ОТРЫВОК ТЕКСТА:
····················

– Как вам вспоминается 22 июня 41-го?
– Я помню этот день до полудня, до выступления по радио Молотова. Обычный день семнадцатилетнего москвича, только что окончившего школу, озабоченного тем, что делать дальше. Но то, что произошло незадолго до этого часа и после него, врезалось в память на всю жизнь.
За два дня до этого у нас, десятиклассников 437-й школы Сталинского района Москвы – это в Измайлове – был выпускной вечер, на котором иные из нас – и девушки и ребята – впервые осушили бокалы вина, ну, может быть, как я, второй раз после встречи Нового 1941 года. И много было смеха, шуток, порхания и перепархивания многозначительных взглядов…
А 22-го мы с моим одноклассником Борисом Федоровым утром куда-то ходили. И вот возвращались домой, а двор наш издавна, видимо, еще с дореволюционной поры, со времени бесчисленных балканских войн именовался Балканом. Видимо, потому что там нередко случались драки с ребятами соседнего двора, который назывался Старым. «Парень с Балкана» – это имело особый смысл.
В нашем дворе в стоявшем как бы на полуострове, омываемом речушкой Серебрянкой, доме №15 на втором этаже жила наша ровесница Сима Ионова. До шестого класса она училась с нами в одной школе в параллельном классе. Школу по цвету её кирпичной кладки называли Красной в отличие от Белой, начальной, еще земской четырехклассной школы, действительно белой. Но с шестого класса Сима почему-то оказалась в другой, кажется, в 445-й школе, находившейся тоже на Первомайской улице в новом поселке Измайлове недалеко от нашей.

····················

ПРИЛОЖЕННЫЕ ЗАПИСИ:
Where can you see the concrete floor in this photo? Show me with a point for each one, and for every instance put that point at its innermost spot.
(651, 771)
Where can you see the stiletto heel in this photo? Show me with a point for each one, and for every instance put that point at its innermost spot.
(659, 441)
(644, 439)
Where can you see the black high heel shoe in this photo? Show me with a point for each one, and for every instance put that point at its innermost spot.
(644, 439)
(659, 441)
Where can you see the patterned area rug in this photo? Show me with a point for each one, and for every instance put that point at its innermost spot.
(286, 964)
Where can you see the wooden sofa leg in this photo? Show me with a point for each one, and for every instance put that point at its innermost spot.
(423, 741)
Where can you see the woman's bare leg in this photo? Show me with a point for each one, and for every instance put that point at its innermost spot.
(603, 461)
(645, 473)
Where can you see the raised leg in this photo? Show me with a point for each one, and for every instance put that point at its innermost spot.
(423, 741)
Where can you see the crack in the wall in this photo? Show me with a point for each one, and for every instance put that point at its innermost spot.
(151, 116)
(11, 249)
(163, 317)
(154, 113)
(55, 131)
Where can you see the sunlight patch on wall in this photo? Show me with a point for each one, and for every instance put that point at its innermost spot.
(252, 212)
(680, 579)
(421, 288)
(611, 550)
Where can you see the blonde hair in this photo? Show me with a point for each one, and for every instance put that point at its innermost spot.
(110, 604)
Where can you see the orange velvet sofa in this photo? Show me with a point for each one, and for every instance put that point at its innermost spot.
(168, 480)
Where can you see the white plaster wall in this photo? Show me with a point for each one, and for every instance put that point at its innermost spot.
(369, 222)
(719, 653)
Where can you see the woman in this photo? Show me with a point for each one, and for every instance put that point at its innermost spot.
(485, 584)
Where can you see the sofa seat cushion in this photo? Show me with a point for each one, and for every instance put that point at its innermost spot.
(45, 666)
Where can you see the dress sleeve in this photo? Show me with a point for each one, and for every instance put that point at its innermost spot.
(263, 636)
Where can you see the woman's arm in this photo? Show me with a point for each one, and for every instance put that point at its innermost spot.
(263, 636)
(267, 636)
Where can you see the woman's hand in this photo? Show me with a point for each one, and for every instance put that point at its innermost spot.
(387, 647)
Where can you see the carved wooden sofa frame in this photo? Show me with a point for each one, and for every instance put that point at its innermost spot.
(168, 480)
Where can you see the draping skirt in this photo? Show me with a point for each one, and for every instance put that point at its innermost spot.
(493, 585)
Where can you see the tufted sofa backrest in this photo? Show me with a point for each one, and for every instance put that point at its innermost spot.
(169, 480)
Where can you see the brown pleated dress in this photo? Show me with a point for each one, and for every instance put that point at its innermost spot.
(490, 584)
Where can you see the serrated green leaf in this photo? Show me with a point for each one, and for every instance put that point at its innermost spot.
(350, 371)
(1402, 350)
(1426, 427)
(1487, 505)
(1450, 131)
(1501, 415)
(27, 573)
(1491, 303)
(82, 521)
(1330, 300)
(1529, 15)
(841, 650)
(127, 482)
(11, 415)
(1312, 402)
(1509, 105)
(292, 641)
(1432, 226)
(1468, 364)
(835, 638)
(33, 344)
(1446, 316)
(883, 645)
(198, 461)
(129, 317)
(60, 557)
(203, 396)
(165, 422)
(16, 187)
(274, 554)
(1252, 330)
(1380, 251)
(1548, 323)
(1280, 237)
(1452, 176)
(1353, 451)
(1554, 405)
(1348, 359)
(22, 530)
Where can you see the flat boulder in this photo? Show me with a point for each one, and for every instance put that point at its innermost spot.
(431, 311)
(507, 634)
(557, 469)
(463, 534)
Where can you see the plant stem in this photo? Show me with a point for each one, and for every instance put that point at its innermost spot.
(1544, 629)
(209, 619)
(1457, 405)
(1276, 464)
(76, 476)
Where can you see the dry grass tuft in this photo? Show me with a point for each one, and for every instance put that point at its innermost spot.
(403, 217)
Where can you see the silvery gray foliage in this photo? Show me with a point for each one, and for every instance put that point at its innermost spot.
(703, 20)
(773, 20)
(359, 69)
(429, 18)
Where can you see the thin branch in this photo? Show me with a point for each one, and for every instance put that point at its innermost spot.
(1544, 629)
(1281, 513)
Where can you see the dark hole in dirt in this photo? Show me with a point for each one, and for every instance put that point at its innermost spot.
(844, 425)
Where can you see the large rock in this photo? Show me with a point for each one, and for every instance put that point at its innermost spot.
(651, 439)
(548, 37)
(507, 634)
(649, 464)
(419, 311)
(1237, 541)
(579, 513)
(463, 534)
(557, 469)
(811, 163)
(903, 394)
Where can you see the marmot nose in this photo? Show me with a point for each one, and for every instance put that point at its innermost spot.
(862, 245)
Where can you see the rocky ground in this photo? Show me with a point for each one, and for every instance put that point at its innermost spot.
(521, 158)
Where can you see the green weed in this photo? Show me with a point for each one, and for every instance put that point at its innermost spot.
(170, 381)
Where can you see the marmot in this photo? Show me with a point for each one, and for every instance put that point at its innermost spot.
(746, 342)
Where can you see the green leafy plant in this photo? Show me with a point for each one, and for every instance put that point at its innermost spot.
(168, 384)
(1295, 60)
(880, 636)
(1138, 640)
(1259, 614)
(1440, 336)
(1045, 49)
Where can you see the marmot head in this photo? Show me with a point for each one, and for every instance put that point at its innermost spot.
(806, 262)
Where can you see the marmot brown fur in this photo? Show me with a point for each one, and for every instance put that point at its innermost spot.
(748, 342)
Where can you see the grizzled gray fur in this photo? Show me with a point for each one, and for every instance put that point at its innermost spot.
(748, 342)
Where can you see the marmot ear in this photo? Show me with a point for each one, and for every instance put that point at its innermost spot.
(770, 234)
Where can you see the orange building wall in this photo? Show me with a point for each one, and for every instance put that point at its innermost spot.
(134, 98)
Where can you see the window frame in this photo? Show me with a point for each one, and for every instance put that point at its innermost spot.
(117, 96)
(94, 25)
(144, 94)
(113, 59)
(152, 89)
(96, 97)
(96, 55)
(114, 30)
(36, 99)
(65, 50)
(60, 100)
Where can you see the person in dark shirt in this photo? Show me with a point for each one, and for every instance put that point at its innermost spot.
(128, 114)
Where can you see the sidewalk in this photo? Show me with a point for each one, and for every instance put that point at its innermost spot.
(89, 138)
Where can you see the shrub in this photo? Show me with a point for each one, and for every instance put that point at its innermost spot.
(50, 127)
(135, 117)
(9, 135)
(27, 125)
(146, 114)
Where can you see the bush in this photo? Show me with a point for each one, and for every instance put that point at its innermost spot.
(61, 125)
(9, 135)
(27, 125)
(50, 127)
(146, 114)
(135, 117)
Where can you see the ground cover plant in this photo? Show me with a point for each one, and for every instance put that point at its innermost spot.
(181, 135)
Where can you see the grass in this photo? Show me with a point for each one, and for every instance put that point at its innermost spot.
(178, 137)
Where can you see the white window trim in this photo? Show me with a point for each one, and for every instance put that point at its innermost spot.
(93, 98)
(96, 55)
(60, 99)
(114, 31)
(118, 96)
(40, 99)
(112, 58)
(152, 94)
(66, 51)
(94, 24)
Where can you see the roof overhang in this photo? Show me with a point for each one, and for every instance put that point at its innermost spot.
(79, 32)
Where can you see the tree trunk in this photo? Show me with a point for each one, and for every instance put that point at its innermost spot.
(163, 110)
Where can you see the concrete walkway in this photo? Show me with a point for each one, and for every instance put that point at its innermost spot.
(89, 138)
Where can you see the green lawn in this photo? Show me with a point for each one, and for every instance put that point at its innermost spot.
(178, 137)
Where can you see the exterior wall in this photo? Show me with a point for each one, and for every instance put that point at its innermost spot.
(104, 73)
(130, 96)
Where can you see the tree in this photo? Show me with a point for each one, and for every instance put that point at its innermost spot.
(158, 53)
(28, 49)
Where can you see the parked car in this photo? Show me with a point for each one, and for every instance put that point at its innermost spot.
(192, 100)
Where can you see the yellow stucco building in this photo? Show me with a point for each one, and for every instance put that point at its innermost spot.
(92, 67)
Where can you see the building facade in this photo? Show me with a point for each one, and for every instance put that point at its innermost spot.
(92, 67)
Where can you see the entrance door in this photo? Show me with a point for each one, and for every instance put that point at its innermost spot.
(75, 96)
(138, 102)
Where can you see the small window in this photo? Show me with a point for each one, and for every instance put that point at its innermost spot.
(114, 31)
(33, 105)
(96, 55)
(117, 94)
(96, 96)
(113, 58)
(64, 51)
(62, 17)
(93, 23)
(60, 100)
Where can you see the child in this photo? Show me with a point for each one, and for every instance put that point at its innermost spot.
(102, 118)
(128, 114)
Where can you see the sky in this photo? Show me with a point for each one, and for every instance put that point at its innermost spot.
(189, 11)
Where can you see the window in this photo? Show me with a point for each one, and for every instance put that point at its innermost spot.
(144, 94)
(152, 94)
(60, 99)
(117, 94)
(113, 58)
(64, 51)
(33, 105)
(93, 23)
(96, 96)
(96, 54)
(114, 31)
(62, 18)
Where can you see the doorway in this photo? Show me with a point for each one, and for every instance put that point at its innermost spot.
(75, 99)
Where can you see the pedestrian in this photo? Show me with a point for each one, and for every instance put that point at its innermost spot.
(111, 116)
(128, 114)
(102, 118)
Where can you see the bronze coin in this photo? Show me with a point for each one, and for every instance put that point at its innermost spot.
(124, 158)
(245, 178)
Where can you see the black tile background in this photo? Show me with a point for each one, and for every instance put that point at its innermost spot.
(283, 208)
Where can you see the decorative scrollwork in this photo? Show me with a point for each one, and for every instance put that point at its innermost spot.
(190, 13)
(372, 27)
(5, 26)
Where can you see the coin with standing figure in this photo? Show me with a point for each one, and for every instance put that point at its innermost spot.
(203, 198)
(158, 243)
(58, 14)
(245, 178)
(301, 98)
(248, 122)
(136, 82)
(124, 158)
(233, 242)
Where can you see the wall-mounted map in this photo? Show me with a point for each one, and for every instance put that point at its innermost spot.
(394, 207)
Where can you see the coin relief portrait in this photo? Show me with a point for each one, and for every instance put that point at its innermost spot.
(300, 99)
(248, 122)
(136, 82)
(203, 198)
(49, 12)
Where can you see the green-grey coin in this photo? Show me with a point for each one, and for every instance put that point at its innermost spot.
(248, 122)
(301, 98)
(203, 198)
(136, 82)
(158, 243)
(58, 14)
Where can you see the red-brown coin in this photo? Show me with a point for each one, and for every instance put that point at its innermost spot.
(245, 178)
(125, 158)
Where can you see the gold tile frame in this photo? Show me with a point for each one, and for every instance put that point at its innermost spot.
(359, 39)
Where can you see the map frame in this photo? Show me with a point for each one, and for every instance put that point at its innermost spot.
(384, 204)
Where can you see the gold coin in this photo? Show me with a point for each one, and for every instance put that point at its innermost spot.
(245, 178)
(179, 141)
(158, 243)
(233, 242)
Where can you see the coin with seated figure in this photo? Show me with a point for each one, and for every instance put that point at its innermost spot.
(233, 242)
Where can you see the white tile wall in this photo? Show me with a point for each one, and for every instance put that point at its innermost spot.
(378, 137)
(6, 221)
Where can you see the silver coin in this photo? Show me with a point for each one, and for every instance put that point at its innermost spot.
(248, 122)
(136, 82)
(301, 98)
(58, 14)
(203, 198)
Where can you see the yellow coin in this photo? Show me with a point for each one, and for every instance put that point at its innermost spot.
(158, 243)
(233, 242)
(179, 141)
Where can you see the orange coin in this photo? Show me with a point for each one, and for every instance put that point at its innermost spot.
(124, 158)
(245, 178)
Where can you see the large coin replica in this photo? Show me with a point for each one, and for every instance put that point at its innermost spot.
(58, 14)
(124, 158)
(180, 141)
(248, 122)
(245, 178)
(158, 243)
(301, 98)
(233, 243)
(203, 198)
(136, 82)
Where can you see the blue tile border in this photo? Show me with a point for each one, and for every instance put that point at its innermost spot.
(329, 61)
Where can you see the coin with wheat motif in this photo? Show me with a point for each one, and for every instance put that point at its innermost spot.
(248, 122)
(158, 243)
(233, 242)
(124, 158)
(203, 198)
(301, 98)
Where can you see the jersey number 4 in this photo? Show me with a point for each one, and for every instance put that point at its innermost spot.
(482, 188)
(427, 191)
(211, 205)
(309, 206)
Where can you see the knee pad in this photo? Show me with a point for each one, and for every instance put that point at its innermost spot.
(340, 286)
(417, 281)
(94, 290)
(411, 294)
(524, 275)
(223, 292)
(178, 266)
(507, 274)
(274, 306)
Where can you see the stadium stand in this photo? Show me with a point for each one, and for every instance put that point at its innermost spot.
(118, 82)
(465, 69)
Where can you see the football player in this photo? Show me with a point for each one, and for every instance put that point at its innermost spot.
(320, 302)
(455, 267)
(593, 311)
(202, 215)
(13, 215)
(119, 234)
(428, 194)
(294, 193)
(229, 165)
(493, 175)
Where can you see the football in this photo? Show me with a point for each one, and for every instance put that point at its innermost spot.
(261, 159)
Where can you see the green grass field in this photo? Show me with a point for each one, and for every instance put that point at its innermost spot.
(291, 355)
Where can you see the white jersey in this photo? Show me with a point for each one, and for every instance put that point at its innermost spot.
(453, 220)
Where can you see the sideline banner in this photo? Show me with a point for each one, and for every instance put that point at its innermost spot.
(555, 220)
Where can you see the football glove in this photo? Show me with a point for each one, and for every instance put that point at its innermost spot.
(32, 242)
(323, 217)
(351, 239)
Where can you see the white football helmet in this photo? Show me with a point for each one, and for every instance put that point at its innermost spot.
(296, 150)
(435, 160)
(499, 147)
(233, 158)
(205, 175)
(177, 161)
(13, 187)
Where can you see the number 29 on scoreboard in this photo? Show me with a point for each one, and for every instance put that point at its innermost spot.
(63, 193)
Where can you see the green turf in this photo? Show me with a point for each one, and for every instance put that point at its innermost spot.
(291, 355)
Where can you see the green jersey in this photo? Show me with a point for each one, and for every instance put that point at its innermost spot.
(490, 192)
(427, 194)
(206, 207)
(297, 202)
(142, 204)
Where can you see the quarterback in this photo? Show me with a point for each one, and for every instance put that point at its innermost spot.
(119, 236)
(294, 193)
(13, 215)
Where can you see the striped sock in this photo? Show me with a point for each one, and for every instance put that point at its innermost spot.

····················

ЧТО СДЕЛАТЬ:
1. Перескажите короче абзац отрывка, который начинается словами «В нашем дворе в стоявшем», и сохраните его главные факты.
2. Продолжите отрывок с воспоминаниями о 22 июня 1941 года, начиная сразу после его последнего предложения.
Записи даны отдельно и к отрывку не относятся.

ОТВЕТЫ:
1. В нашем дворе, в доме №15 у речки Серебрянки, на втором этаже жила наша ровесница Сима Ионова. До шестого класса она училась с нами в параллельном классе. Школу звали Красной по цвету кирпича, а белую начальную земскую четырехклассную школу звали Белой. С шестого класса Сима перешла в другую школу, кажется, в 445-ю. Эта школа тоже была на Первомайской улице в Измайлове, недалеко от нашей.

2.
И вот мы с Борисом почему-то решили зайти к Симе, хотя я никогда у нее не был и не мог вообразить себя в этом святилище, ибо пора признаться, что с пятого класса я был пламенно, тайно и безответно влюблен в Симу. Какая девушка была!.. Первая осознанная любовь… Каждая случайная встреча – как встречи Петрарки с Лаурой. До сих пор помню и вижу ей бардовое пальто. Одноклассники почему-то знали мою тайну и подшучивали надо мной. С фронта я иногда писал ей, она отвечала, но когда я вернулся, она уже окончила медицинский институт и была не Ионовой, а Бутюгиной. Знал я этого Бутюгина. В селе Измайлове на Никитинской улице напротив Хабаринских ворот стоял их самый богатый в селе дом…А последний раз я встретил Серафиму на нашем же дворе по дороге к трамваю, который ходил по Первомайской. Она была озабочена поступлением сына в институт.
Есть у Симона Чиковани стихи в переводе Николая Тихонова:
Мы прекраснейшим только то зовем,
Что созревшей силой отмечено –
Виноград стеной или река весной,
Или нив налив, или женщина.
Это о Серафиме в ту пору. Береника на высоких каблуках…
И вот 22 июня минут за двадцать до двенадцати мы поднялись на второй этаж дома №15, постучали или позвонили в правую дверь на лестнице в углу, и Симочка вышла. Она почему-то не позвала нас в комнату, мы стояли на пороге и о чем-то говорили. О чем? Скорей всего, что теперь делать, куда поступать. Она ведь тоже окончила школу… Вдруг из глубины квартиры мы услышали радио: «Товарищи, через несколько минут будет передано важное правительственное сообщение!» И сразу мысль: война!
– Вы ждали войну или она оказалась полной неожиданностью?
– Как сказать… И да и нет. Мы уже давно жили, как пели в песнях того времени:
Тучи над городом встали.
В воздухе пахнет грозой…
Если завтра война, если враг нападет,
Если грозное время настанет,
Как один человек весь советский народ
За любимую родину встанет…
Так и произошло 22 июня сорок первого.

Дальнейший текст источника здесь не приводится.